## WHAT TO WORK ON
Pick out every line in the entries below that contains the word "dark" and copy each of those lines in full.

## EXERCISE MATERIAL

☆ ☆ ☆ ☆

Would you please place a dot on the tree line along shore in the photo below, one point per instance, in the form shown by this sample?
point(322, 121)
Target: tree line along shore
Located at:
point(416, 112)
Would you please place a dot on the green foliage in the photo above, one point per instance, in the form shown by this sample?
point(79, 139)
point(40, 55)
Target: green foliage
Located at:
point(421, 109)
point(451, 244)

☆ ☆ ☆ ☆

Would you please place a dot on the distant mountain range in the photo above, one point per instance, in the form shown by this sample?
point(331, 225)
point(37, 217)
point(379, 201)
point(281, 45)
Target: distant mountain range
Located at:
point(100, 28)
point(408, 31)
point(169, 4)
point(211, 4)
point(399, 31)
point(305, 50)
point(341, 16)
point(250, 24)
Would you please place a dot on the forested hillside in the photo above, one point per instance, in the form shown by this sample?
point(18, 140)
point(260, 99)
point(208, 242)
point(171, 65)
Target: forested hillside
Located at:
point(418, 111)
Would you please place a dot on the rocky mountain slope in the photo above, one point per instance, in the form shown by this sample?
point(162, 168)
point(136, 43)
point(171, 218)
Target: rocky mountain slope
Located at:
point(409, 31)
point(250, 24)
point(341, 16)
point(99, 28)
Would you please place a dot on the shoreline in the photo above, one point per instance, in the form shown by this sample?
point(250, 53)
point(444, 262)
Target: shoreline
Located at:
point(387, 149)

☆ ☆ ☆ ☆

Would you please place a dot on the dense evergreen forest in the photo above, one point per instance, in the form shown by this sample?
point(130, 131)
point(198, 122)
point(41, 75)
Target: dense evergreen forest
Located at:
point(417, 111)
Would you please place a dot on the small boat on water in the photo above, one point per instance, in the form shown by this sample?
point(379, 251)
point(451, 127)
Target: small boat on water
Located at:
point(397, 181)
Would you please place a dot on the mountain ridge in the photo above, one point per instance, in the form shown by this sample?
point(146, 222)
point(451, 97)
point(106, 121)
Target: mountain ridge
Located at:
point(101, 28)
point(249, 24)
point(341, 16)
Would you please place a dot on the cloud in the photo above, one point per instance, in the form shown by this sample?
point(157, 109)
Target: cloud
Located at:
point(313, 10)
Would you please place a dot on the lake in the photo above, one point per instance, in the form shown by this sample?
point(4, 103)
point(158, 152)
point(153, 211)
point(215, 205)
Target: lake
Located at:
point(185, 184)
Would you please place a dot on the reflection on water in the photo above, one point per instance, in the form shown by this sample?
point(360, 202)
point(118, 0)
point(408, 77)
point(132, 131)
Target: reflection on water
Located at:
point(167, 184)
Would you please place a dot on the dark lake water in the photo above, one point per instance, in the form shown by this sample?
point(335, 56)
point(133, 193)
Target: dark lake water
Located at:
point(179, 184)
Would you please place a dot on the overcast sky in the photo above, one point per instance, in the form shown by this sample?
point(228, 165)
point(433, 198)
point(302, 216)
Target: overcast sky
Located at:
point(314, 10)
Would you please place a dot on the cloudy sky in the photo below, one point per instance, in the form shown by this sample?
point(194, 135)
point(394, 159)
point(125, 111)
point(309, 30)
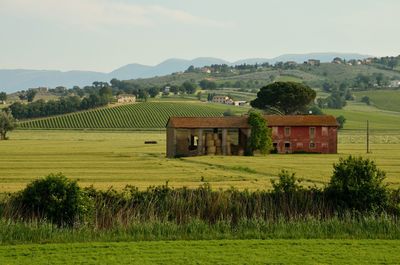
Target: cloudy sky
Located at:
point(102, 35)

☆ ☆ ☆ ☆

## EXERCISE ANSWER
Would you please place a dot on the dark lake water in the photo above, one point per instance, in the form shown by this sample?
Target: dark lake water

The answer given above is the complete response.